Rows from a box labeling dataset

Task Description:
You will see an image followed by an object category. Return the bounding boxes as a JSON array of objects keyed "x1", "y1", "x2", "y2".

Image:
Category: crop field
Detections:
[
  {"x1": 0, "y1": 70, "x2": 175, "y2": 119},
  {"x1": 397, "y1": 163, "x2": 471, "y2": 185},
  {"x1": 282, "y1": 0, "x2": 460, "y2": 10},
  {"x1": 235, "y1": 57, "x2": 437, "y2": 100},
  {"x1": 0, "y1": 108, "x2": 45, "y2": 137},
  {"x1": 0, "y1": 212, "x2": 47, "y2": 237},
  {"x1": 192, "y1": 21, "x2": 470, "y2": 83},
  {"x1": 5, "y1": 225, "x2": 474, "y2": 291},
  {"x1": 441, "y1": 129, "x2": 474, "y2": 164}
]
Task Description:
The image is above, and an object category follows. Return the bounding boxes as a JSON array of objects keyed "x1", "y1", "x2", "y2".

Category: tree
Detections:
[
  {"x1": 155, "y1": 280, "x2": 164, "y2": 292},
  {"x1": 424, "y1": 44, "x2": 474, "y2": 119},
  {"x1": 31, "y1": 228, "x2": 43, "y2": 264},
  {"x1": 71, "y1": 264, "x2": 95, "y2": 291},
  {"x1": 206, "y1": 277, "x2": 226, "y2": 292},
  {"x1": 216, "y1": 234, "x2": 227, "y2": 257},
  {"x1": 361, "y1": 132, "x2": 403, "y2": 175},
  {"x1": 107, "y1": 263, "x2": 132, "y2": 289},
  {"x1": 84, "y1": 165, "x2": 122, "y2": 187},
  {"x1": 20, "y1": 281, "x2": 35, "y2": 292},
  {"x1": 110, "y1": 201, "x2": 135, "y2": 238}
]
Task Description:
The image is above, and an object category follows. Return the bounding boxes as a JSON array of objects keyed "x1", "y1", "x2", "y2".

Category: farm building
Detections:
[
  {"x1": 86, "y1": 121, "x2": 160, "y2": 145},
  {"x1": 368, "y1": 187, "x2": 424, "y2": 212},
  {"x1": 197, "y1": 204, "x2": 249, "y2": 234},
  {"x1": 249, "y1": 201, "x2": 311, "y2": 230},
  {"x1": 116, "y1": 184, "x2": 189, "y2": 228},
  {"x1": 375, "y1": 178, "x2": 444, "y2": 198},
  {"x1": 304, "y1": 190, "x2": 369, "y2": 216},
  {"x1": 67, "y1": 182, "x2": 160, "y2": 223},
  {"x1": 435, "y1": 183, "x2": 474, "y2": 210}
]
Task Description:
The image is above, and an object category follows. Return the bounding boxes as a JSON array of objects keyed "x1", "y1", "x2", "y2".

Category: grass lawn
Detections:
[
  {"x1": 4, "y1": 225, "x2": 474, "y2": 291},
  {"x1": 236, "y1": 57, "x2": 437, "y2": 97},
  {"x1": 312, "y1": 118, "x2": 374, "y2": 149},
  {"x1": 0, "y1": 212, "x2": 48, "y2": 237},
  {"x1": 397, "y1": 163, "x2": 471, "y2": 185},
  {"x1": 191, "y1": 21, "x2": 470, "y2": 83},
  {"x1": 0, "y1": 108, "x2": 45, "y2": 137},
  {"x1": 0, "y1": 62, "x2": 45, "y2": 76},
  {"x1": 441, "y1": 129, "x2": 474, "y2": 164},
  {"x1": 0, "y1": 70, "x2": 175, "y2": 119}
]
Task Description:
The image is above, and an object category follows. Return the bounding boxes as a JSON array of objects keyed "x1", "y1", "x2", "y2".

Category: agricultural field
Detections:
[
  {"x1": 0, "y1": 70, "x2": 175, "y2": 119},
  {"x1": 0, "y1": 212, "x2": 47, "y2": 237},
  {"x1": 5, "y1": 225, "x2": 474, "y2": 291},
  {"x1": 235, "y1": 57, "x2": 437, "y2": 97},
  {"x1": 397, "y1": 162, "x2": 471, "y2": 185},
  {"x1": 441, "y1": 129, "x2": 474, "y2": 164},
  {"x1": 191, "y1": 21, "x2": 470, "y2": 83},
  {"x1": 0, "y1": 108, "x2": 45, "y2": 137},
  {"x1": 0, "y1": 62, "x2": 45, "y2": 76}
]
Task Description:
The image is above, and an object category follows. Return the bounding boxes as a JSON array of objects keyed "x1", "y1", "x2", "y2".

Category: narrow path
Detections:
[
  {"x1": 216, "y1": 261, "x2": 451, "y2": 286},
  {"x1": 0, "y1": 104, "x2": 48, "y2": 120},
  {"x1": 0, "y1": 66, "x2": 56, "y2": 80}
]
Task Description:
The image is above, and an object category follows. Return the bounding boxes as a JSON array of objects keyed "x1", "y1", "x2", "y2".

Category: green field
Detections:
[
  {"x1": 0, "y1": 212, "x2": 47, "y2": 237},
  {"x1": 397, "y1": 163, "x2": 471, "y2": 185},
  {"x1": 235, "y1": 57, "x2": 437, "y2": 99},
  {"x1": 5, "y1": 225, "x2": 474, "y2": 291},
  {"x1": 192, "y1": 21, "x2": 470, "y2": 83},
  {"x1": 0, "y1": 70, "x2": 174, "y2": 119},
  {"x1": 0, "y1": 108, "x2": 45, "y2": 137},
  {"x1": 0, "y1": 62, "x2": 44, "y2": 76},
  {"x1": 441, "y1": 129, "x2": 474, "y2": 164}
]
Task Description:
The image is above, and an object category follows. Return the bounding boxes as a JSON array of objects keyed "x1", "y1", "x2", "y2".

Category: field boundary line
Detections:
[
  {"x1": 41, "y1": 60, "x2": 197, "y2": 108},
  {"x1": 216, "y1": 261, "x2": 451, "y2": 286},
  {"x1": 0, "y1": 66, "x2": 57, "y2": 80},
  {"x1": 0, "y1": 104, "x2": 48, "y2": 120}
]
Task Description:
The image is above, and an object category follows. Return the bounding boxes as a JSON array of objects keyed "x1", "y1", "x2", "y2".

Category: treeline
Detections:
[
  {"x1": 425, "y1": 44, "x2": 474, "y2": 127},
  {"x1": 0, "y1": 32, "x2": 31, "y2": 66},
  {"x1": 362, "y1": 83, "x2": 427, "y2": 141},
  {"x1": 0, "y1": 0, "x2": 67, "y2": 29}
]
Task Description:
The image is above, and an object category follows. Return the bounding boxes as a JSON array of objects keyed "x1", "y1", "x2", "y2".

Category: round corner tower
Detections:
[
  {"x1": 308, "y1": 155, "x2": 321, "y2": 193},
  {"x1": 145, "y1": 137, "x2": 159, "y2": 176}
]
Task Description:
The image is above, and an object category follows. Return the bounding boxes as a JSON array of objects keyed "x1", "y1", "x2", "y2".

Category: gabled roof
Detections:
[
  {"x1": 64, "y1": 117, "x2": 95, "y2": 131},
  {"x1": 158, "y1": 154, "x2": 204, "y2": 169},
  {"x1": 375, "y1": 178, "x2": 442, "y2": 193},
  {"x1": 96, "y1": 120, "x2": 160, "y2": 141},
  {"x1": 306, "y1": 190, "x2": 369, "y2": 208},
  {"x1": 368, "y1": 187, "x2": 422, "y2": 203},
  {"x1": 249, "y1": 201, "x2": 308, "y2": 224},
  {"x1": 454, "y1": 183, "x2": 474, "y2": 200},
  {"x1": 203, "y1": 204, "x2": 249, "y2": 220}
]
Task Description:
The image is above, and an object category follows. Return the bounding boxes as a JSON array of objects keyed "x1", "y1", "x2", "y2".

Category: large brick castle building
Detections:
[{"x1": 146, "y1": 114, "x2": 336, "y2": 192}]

Task to carry out: Return the entries above exactly, each one complete.

Solution:
Task Description:
You will see an image followed by an object category. Return the bounding boxes as a JSON array of objects keyed "x1", "y1", "x2", "y2".

Image:
Category: crop field
Detections:
[
  {"x1": 0, "y1": 70, "x2": 175, "y2": 119},
  {"x1": 397, "y1": 163, "x2": 471, "y2": 185},
  {"x1": 282, "y1": 0, "x2": 460, "y2": 10},
  {"x1": 235, "y1": 57, "x2": 437, "y2": 100},
  {"x1": 0, "y1": 108, "x2": 45, "y2": 137},
  {"x1": 0, "y1": 212, "x2": 47, "y2": 237},
  {"x1": 192, "y1": 21, "x2": 470, "y2": 83},
  {"x1": 5, "y1": 225, "x2": 474, "y2": 291},
  {"x1": 441, "y1": 129, "x2": 474, "y2": 164}
]
Task Description:
The image is above, and an object category follows. Return the bounding boxes as a JSON array of objects keyed "x1", "y1", "x2", "y2".

Category: tree
Detections:
[
  {"x1": 155, "y1": 280, "x2": 164, "y2": 292},
  {"x1": 424, "y1": 44, "x2": 474, "y2": 119},
  {"x1": 31, "y1": 228, "x2": 43, "y2": 264},
  {"x1": 71, "y1": 264, "x2": 95, "y2": 291},
  {"x1": 206, "y1": 277, "x2": 226, "y2": 292},
  {"x1": 216, "y1": 234, "x2": 227, "y2": 257},
  {"x1": 361, "y1": 132, "x2": 403, "y2": 175},
  {"x1": 107, "y1": 263, "x2": 132, "y2": 289},
  {"x1": 84, "y1": 165, "x2": 122, "y2": 187},
  {"x1": 20, "y1": 281, "x2": 35, "y2": 292},
  {"x1": 110, "y1": 201, "x2": 135, "y2": 238}
]
Task Description:
The image is above, and an object category follows. Return the bounding boxes as a JSON array of objects keyed "x1", "y1", "x2", "y2".

Category: farm building
Detections:
[
  {"x1": 86, "y1": 121, "x2": 160, "y2": 145},
  {"x1": 368, "y1": 187, "x2": 424, "y2": 212},
  {"x1": 197, "y1": 204, "x2": 249, "y2": 234},
  {"x1": 249, "y1": 201, "x2": 311, "y2": 230},
  {"x1": 116, "y1": 184, "x2": 189, "y2": 228},
  {"x1": 375, "y1": 178, "x2": 444, "y2": 198},
  {"x1": 304, "y1": 190, "x2": 369, "y2": 216},
  {"x1": 67, "y1": 182, "x2": 160, "y2": 223},
  {"x1": 435, "y1": 183, "x2": 474, "y2": 210}
]
Task Description:
The image is above, and an object category follows. Return the bounding boxes as a JSON array of objects keyed "x1", "y1", "x2", "y2".

Category: grass lawn
Detections:
[
  {"x1": 4, "y1": 225, "x2": 474, "y2": 291},
  {"x1": 236, "y1": 57, "x2": 437, "y2": 97},
  {"x1": 312, "y1": 118, "x2": 374, "y2": 149},
  {"x1": 0, "y1": 212, "x2": 48, "y2": 237},
  {"x1": 397, "y1": 163, "x2": 471, "y2": 185},
  {"x1": 191, "y1": 21, "x2": 470, "y2": 83},
  {"x1": 0, "y1": 108, "x2": 45, "y2": 137},
  {"x1": 0, "y1": 62, "x2": 45, "y2": 76},
  {"x1": 441, "y1": 129, "x2": 474, "y2": 164},
  {"x1": 0, "y1": 70, "x2": 175, "y2": 119}
]
Task Description:
The image is above, and an object category follows. Return the bounding boxes as a JSON array of objects keyed "x1", "y1", "x2", "y2".

Category: agricultural field
Detections:
[
  {"x1": 0, "y1": 70, "x2": 175, "y2": 119},
  {"x1": 0, "y1": 212, "x2": 47, "y2": 237},
  {"x1": 5, "y1": 225, "x2": 474, "y2": 291},
  {"x1": 235, "y1": 57, "x2": 437, "y2": 97},
  {"x1": 397, "y1": 162, "x2": 471, "y2": 185},
  {"x1": 441, "y1": 129, "x2": 474, "y2": 164},
  {"x1": 191, "y1": 21, "x2": 470, "y2": 83},
  {"x1": 0, "y1": 108, "x2": 45, "y2": 137},
  {"x1": 0, "y1": 62, "x2": 45, "y2": 76}
]
Task Description:
The image is above, and an object category follows. Return the bounding boxes as a JSON array of objects keyed "x1", "y1", "x2", "y2".

Category: narrow path
Detections:
[
  {"x1": 216, "y1": 261, "x2": 451, "y2": 286},
  {"x1": 0, "y1": 104, "x2": 48, "y2": 120},
  {"x1": 0, "y1": 66, "x2": 56, "y2": 80}
]
Task Description:
The image is above, and an object category follows. Return the bounding boxes as a JSON array of objects keyed "x1", "y1", "x2", "y2".

Category: green field
Detections:
[
  {"x1": 0, "y1": 212, "x2": 47, "y2": 237},
  {"x1": 397, "y1": 163, "x2": 471, "y2": 185},
  {"x1": 235, "y1": 57, "x2": 437, "y2": 99},
  {"x1": 5, "y1": 225, "x2": 474, "y2": 291},
  {"x1": 192, "y1": 21, "x2": 470, "y2": 83},
  {"x1": 0, "y1": 70, "x2": 174, "y2": 119},
  {"x1": 0, "y1": 108, "x2": 45, "y2": 137},
  {"x1": 0, "y1": 62, "x2": 44, "y2": 76},
  {"x1": 441, "y1": 129, "x2": 474, "y2": 164}
]
Task Description:
The image is above, and an object category follows. Return the bounding boxes as a JSON array of objects keyed "x1", "y1", "x2", "y2".

Category: field boundary line
Detections:
[
  {"x1": 41, "y1": 60, "x2": 197, "y2": 108},
  {"x1": 216, "y1": 261, "x2": 451, "y2": 286},
  {"x1": 0, "y1": 66, "x2": 57, "y2": 80},
  {"x1": 0, "y1": 104, "x2": 48, "y2": 120}
]
Task Description:
The image is above, and an object category follows. Return the bounding boxes as a JSON array of objects keyed "x1", "y1", "x2", "y2".

Category: treeline
Detections:
[
  {"x1": 425, "y1": 44, "x2": 474, "y2": 127},
  {"x1": 0, "y1": 32, "x2": 31, "y2": 66},
  {"x1": 362, "y1": 83, "x2": 427, "y2": 141},
  {"x1": 0, "y1": 0, "x2": 67, "y2": 29}
]
Task Description:
The image is above, and an object category follows. Return the bounding boxes as a JSON array of objects keyed "x1", "y1", "x2", "y2".

Category: round corner tower
Detections:
[
  {"x1": 308, "y1": 155, "x2": 321, "y2": 193},
  {"x1": 145, "y1": 137, "x2": 159, "y2": 176}
]
Task Description:
The image is above, and an object category follows. Return the bounding boxes as a JSON array of objects keyed "x1", "y1", "x2", "y2".

Category: gabled roof
Detections:
[
  {"x1": 64, "y1": 117, "x2": 95, "y2": 131},
  {"x1": 158, "y1": 154, "x2": 204, "y2": 169},
  {"x1": 375, "y1": 178, "x2": 442, "y2": 193},
  {"x1": 96, "y1": 120, "x2": 160, "y2": 141},
  {"x1": 306, "y1": 190, "x2": 369, "y2": 208},
  {"x1": 368, "y1": 187, "x2": 422, "y2": 203},
  {"x1": 249, "y1": 201, "x2": 308, "y2": 224},
  {"x1": 454, "y1": 183, "x2": 474, "y2": 200},
  {"x1": 203, "y1": 204, "x2": 249, "y2": 220}
]
Task Description:
The image is above, and an object category follows. Return the bounding boxes as a JSON array of objects keyed "x1", "y1", "x2", "y2".

Category: large brick castle building
Detections:
[{"x1": 146, "y1": 114, "x2": 336, "y2": 192}]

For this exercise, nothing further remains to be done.